*** Opening of Source material ***

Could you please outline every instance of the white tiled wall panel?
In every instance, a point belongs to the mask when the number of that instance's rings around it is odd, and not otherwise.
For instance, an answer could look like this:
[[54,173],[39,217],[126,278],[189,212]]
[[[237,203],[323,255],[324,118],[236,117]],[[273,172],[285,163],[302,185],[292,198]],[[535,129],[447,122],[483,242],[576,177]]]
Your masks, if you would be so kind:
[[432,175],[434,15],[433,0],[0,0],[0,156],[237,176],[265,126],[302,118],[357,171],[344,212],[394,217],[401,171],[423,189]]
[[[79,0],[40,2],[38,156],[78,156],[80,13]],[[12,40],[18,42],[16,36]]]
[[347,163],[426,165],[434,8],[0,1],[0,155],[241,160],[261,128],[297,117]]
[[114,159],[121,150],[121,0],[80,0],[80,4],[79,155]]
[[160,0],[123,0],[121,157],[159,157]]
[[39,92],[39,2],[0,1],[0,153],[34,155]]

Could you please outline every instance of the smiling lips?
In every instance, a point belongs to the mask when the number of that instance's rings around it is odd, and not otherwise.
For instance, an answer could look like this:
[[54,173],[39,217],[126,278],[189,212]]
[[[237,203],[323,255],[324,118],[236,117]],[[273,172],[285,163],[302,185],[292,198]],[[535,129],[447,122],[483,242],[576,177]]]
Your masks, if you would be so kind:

*** Close of Source material ***

Reproduce the entries exactly, dropping nothing.

**Response area:**
Could you please outline every instance of the white tiled wall panel?
In every instance, a point belongs to the mask when the number of that instance's rings around it is odd, and not otherwise.
For instance, an answer could look like this:
[[54,173],[39,217],[126,278],[189,212]]
[[[237,203],[323,255],[324,118],[236,117]],[[273,172],[285,163],[302,185],[292,198]],[[535,129],[447,122],[483,242],[576,177]]]
Your masks, if you would be so kind:
[[432,175],[434,15],[433,0],[0,0],[0,156],[237,176],[265,126],[302,118],[357,171],[344,212],[394,217],[401,171],[423,189]]
[[[79,0],[40,2],[38,156],[78,156],[80,13]],[[12,40],[18,42],[16,36]]]
[[347,163],[426,165],[434,8],[0,1],[0,155],[241,160],[261,128],[297,117]]
[[114,159],[121,150],[121,0],[80,0],[80,4],[79,155]]
[[160,0],[123,0],[121,157],[159,157]]
[[39,92],[39,2],[0,1],[0,153],[34,155]]

Could you please outline every instance of the smiling lips?
In every instance, a point belongs to the mask when the number of that instance's rings around it is odd, and not otherwise.
For instance, an answer could look like this:
[[54,173],[39,217],[126,278],[189,212]]
[[[237,203],[323,255],[324,118],[236,117]],[[273,172],[285,163],[302,185],[292,198]],[[535,129],[447,122],[483,242],[576,177]]]
Your masks, if you would be so kind:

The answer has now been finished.